A word-for-word transcription of the data below is required.

· · · ·

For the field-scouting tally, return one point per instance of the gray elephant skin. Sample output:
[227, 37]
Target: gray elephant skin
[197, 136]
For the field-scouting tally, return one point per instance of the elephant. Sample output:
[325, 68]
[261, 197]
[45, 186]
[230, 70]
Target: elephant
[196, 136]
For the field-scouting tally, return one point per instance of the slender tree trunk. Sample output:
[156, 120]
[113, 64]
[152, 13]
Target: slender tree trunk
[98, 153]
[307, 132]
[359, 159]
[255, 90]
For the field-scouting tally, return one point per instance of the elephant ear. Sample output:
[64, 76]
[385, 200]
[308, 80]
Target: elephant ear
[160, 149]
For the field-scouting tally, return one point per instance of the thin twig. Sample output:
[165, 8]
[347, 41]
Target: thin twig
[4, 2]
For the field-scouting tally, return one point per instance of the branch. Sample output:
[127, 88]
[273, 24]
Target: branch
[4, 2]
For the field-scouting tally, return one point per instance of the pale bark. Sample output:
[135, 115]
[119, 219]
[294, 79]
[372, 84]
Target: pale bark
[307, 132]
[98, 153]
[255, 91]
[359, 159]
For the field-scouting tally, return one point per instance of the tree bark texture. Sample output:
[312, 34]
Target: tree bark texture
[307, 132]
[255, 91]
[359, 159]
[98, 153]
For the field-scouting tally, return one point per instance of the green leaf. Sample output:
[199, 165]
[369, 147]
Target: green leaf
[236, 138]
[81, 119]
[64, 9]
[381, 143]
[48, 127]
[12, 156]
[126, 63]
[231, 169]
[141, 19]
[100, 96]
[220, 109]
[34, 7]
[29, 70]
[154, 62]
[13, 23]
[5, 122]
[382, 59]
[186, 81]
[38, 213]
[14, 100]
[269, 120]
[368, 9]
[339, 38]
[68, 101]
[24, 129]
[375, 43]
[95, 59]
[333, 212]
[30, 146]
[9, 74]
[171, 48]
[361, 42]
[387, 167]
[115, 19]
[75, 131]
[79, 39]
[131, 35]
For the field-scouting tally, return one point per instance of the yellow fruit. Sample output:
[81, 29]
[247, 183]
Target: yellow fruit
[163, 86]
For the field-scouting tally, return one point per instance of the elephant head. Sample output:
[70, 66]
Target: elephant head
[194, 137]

· · · ·

Answer space
For the field-scouting tally, return one point per instance of the gray elephant skin. Sample output:
[227, 37]
Target: gray elephant skin
[197, 136]
For the field-scouting tally, return one point per instance of the elephant. Sample output:
[325, 68]
[261, 197]
[45, 186]
[230, 70]
Target: elephant
[196, 136]
For the field-scouting tally, return one point per instance of the slender tree trunk. Sample output:
[156, 120]
[113, 64]
[152, 13]
Target: slender tree trunk
[98, 153]
[307, 132]
[359, 159]
[255, 90]
For the field-scouting tally, return one point per instance of the elephant ear. Sample output:
[64, 76]
[385, 200]
[308, 80]
Target: elephant ear
[160, 149]
For the field-scouting tally, return one point per instance of the thin twig. Sample output:
[165, 8]
[347, 41]
Target: thin twig
[4, 2]
For the field-scouting tally, return one point per instance of the branch. Sample output:
[127, 88]
[273, 24]
Target: branch
[4, 2]
For the field-scouting tally, return one point per instance of the pale bark. Sample output:
[135, 115]
[119, 219]
[294, 79]
[372, 84]
Target: pale bark
[307, 132]
[98, 153]
[255, 91]
[359, 159]
For the field-scouting tally, return one point per instance of the tree bark texture. Sample output:
[312, 34]
Target: tree bark texture
[307, 132]
[255, 91]
[359, 159]
[98, 153]
For the field-scouting tally, return one point per instance of the green leaf. Sample output:
[199, 165]
[369, 147]
Target: green leaf
[236, 138]
[81, 119]
[64, 9]
[381, 143]
[48, 127]
[12, 156]
[126, 63]
[231, 169]
[141, 19]
[100, 96]
[220, 109]
[34, 7]
[29, 70]
[154, 62]
[13, 23]
[5, 122]
[382, 59]
[186, 81]
[38, 213]
[14, 100]
[269, 120]
[368, 9]
[339, 38]
[68, 101]
[24, 129]
[375, 43]
[95, 59]
[333, 212]
[30, 146]
[9, 74]
[171, 48]
[361, 42]
[387, 167]
[115, 19]
[75, 131]
[79, 39]
[131, 35]
For the field-scouting tally, return one point per instance of the yellow fruit. Sample output:
[81, 29]
[247, 183]
Target: yellow fruit
[163, 86]
For the field-scouting tally, return one point per instance of the elephant head. Sample output:
[70, 66]
Target: elephant head
[194, 137]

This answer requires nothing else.